- **Extrait retenu**
Dans cet ouvrage et autour des trois thèmes – communication, environnement et entreprise – j’ai d’abord cherché à montrer l’accélération de la prise en considération de l’environnement par l’entreprise par une classification autour de quatre époques.
· Une première étape qui débute à l’origine de la révolution industrielle jusque vers les années 1967-68 où l’environnement est absent des préoccupations industrielles,

·   Une époque de prise de conscience embryonnaire entre 1967–68 et 1974 qui se traduit par le premier ministère de l’environnement, le rapport du Club de Rome, les premiers services environnement en entreprise,

·  Une période de réaction entre 1974 et 1986 où se met en place l’essentiel de la réglementation environnementale et la majorité des services environnement en entreprise,

·  Une époque que je fais débuter en 1986, date de Tchernobyl, première catastrophe réellement internationale. Cette période qui court encore aujourd’hui marque un changement d’approche par l’entreprise du facteur environnemental.

- **Travail demandé**
1/ Reproduisez sans rien changer le passage de l'extrait sur l'entreprise et l'environnement qui commence par les mots « Dans cet ouvrage » et s'achève sur « de quatre époques. ».
2/ Condensez le paragraphe de l'extrait sur l'entreprise et l'environnement qui s'ouvre sur « Une époque que je fais débuter en 1986 », en gardant ses faits principaux.

- **Lignes fournies**
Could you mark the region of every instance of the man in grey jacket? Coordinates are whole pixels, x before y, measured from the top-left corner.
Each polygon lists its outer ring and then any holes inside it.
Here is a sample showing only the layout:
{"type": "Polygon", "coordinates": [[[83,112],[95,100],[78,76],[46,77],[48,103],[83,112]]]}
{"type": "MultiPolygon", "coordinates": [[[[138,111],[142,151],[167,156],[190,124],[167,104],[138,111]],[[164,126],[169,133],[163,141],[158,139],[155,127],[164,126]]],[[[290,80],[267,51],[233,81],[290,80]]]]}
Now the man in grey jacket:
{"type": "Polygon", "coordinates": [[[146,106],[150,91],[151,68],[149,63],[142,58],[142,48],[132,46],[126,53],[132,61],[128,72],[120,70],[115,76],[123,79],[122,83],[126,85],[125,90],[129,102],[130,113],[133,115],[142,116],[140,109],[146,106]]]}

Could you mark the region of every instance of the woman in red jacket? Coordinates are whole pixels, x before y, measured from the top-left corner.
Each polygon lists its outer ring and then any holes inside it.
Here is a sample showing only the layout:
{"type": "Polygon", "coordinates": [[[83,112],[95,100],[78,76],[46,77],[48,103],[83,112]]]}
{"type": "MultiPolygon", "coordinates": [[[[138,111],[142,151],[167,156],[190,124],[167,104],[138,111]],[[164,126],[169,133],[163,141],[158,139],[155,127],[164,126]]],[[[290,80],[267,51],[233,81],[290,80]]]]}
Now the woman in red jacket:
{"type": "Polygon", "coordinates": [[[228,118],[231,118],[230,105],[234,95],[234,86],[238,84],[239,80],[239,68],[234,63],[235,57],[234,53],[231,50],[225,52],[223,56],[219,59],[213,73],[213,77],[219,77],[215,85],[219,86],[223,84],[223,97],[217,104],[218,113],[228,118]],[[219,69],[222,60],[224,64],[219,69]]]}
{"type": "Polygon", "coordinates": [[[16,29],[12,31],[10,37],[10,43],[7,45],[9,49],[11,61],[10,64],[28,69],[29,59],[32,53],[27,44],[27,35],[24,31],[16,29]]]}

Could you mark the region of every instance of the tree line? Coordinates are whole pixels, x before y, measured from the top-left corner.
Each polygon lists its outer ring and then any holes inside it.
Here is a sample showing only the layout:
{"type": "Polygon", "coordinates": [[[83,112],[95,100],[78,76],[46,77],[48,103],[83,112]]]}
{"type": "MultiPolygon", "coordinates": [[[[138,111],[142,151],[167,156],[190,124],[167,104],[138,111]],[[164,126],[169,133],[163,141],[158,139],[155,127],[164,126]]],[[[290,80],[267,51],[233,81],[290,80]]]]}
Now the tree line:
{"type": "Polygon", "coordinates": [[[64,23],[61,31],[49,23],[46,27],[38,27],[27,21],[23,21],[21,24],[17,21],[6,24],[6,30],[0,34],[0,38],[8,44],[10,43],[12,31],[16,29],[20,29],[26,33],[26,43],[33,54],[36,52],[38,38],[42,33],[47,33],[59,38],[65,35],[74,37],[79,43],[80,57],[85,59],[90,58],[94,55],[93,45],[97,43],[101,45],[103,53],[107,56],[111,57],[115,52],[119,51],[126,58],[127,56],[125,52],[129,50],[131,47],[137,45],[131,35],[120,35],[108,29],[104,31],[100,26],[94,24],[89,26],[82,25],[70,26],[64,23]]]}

* * *

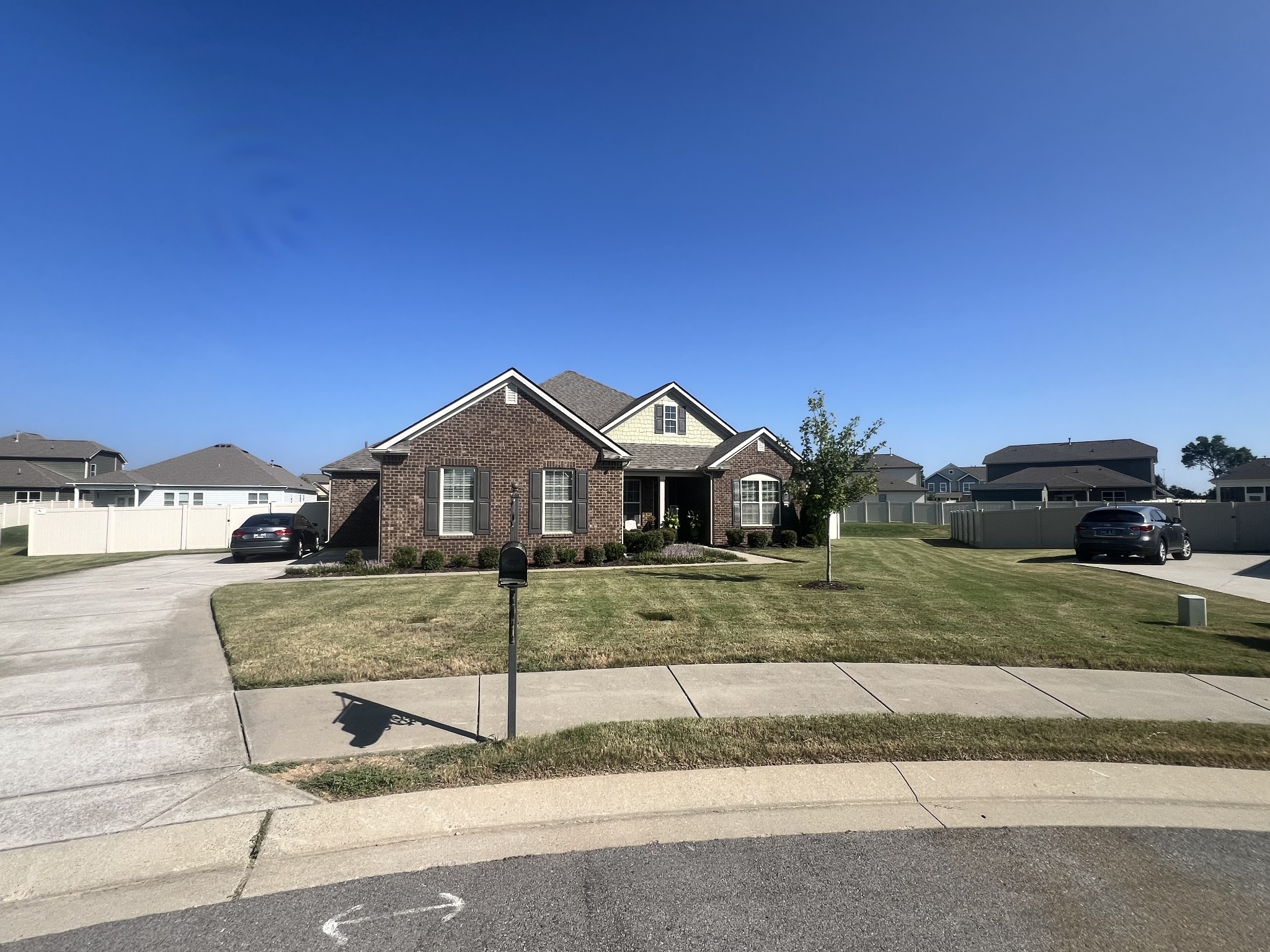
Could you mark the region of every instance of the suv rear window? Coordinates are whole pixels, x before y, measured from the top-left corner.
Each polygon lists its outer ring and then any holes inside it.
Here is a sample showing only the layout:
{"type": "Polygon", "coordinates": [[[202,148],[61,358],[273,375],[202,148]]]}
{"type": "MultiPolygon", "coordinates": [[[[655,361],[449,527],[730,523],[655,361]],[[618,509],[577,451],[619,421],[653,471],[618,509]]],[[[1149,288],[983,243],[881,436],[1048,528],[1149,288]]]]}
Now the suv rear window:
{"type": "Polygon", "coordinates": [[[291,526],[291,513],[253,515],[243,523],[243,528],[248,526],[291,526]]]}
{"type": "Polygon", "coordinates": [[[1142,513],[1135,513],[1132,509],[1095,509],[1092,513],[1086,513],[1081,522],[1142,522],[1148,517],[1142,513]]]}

==

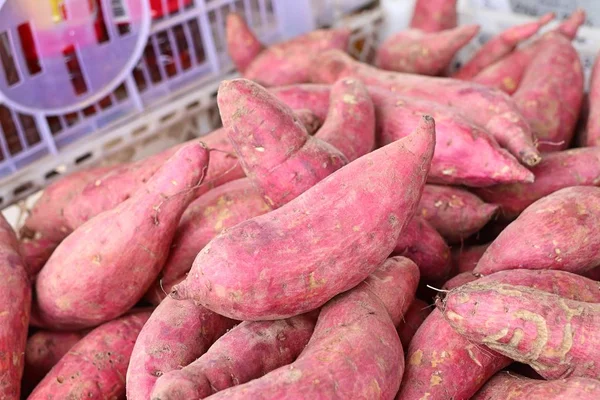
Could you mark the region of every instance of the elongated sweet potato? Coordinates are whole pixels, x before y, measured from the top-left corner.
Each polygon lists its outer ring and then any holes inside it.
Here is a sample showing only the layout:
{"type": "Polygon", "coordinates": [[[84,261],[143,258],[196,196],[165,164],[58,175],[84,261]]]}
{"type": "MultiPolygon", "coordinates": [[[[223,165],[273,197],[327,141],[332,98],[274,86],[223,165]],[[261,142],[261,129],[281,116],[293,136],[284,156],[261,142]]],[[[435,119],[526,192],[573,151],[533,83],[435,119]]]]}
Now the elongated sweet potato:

- **Résultats obtenus**
1/
Dans cet ouvrage et autour des trois thèmes – communication, environnement et entreprise – j’ai d’abord cherché à montrer l’accélération de la prise en considération de l’environnement par l’entreprise par une classification autour de quatre époques.

2/ La dernière époque commence en 1986, année de Tchernobyl, première catastrophe réellement internationale. Toujours en cours aujourd'hui, elle marque un changement dans la façon dont l'entreprise aborde l'environnement.